## BEGIN

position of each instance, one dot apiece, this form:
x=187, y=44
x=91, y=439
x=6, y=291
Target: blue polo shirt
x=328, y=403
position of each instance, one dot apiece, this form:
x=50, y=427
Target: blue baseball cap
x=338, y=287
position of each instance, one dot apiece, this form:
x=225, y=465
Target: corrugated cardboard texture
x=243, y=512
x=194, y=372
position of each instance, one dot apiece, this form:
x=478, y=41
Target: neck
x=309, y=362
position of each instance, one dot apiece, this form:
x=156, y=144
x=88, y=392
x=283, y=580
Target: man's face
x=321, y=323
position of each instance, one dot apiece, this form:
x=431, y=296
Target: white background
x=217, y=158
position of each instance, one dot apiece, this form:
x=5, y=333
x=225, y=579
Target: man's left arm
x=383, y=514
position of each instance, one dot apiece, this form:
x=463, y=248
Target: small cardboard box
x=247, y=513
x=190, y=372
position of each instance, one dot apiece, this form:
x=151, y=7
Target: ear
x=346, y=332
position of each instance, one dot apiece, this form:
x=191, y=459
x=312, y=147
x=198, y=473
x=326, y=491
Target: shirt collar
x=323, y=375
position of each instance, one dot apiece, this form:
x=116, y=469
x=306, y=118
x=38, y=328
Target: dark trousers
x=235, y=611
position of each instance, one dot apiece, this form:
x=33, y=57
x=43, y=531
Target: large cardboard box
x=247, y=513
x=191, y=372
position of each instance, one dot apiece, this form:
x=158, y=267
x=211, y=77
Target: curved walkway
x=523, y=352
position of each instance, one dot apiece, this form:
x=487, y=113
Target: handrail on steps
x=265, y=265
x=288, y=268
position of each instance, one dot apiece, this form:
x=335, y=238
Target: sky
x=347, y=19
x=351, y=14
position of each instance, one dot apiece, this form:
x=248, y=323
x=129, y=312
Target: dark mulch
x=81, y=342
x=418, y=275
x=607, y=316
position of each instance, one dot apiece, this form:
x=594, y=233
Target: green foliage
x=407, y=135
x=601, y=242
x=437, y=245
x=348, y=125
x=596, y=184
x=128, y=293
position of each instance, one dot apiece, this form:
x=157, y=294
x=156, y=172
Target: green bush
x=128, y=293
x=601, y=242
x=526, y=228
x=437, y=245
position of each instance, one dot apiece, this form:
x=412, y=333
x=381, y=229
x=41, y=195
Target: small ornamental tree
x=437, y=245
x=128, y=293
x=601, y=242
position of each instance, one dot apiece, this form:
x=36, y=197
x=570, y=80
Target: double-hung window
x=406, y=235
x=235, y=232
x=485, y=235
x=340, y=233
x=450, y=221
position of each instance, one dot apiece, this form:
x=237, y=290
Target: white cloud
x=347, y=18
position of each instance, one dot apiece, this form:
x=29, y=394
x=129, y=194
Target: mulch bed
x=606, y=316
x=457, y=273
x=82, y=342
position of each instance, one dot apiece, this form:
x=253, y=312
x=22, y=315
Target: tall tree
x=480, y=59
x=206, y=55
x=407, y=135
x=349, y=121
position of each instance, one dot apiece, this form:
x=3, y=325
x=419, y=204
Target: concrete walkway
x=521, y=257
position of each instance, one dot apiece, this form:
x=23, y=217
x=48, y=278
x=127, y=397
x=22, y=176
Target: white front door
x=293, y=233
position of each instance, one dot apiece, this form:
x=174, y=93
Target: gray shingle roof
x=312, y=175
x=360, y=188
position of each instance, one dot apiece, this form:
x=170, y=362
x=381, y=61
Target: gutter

## END

=== Request ===
Please convert every line of the material above into a JSON list of strings, one string per line, leaving out any blank lines.

=== Answer to this exercise ===
[
  "position of each instance, one dot apiece, this form:",
  "x=187, y=44",
  "x=91, y=439",
  "x=6, y=291",
  "Target: blue polo shirt",
  "x=328, y=403",
  "position of each instance, one dot apiece, this form:",
  "x=50, y=427",
  "Target: blue baseball cap",
  "x=338, y=287",
  "position of each instance, one dot apiece, this form:",
  "x=225, y=465",
  "Target: corrugated cardboard texture",
  "x=243, y=512",
  "x=194, y=372",
  "position of each instance, one dot apiece, this form:",
  "x=478, y=41",
  "Target: neck",
  "x=309, y=362",
  "position of each instance, one dot apiece, this form:",
  "x=156, y=144",
  "x=88, y=392",
  "x=283, y=580",
  "Target: man's face",
  "x=321, y=323",
  "position of each instance, one dot apiece, this form:",
  "x=431, y=296",
  "Target: white background",
  "x=217, y=158",
  "position of each instance, one dot apiece, this form:",
  "x=5, y=333",
  "x=225, y=579",
  "Target: man's left arm",
  "x=383, y=514",
  "position of each instance, one dot apiece, this form:",
  "x=463, y=248",
  "Target: small cardboard box",
  "x=247, y=513",
  "x=190, y=372",
  "position of each instance, one dot apiece, this form:",
  "x=151, y=7",
  "Target: ear",
  "x=346, y=332",
  "position of each instance, one dot apiece, this form:",
  "x=191, y=459",
  "x=312, y=147",
  "x=198, y=473",
  "x=326, y=491",
  "Target: shirt collar",
  "x=323, y=375",
  "position of each instance, one dot apiece, this form:",
  "x=116, y=469",
  "x=306, y=118",
  "x=38, y=328",
  "Target: dark trousers",
  "x=235, y=611",
  "position of each instance, one dot apiece, this form:",
  "x=33, y=57",
  "x=43, y=531",
  "Target: large cardboard box",
  "x=247, y=513",
  "x=191, y=372",
  "position of each instance, one dot apiece, this form:",
  "x=158, y=267",
  "x=211, y=77",
  "Target: curved walkway",
  "x=523, y=352",
  "position of each instance, one dot apiece, this form:",
  "x=487, y=113",
  "Target: handrail on steps",
  "x=265, y=265",
  "x=288, y=268",
  "position of each instance, one dot apiece, this form:",
  "x=335, y=238",
  "Target: sky",
  "x=347, y=19",
  "x=351, y=14",
  "position of each instance, one dot apiece, this form:",
  "x=248, y=323",
  "x=129, y=312",
  "Target: dark mulch",
  "x=81, y=342",
  "x=418, y=275",
  "x=607, y=316",
  "position of each instance, one dot apiece, this form:",
  "x=594, y=233",
  "Target: green foliage",
  "x=407, y=135",
  "x=601, y=242",
  "x=437, y=245",
  "x=348, y=125",
  "x=596, y=184",
  "x=128, y=293",
  "position of each instance, one dot apiece, this form:",
  "x=157, y=294",
  "x=156, y=172",
  "Target: green bush",
  "x=128, y=293",
  "x=601, y=242",
  "x=526, y=228",
  "x=437, y=245",
  "position of each instance, one dot apiece, this form:",
  "x=412, y=333",
  "x=381, y=229",
  "x=41, y=195",
  "Target: small ornamental tree",
  "x=437, y=245",
  "x=128, y=293",
  "x=601, y=242",
  "position of each instance, one dot apiece, this form:",
  "x=36, y=197",
  "x=570, y=80",
  "Target: double-hung window",
  "x=406, y=235",
  "x=235, y=232",
  "x=485, y=235",
  "x=340, y=233",
  "x=450, y=221",
  "position of each instance, one dot apiece, this form:",
  "x=237, y=290",
  "Target: white cloud",
  "x=347, y=18",
  "position of each instance, one dot apiece, this form:",
  "x=29, y=394",
  "x=129, y=194",
  "Target: mulch bed",
  "x=606, y=316",
  "x=457, y=273",
  "x=82, y=342",
  "position of each instance, one dot apiece, this form:",
  "x=253, y=312",
  "x=22, y=315",
  "Target: tall tree",
  "x=480, y=59",
  "x=206, y=55",
  "x=407, y=135",
  "x=349, y=121",
  "position of each instance, one dot apiece, this form:",
  "x=3, y=325",
  "x=419, y=204",
  "Target: concrete walkway",
  "x=521, y=257",
  "position of each instance, one dot apiece, this form:",
  "x=23, y=217",
  "x=48, y=278",
  "x=127, y=397",
  "x=22, y=176",
  "Target: white front door",
  "x=293, y=233",
  "position of each instance, one dot apiece, this form:",
  "x=174, y=93",
  "Target: gray shingle roof",
  "x=312, y=175",
  "x=360, y=188",
  "position of each instance, one dot apiece, this form:",
  "x=170, y=362",
  "x=381, y=61",
  "Target: gutter"
]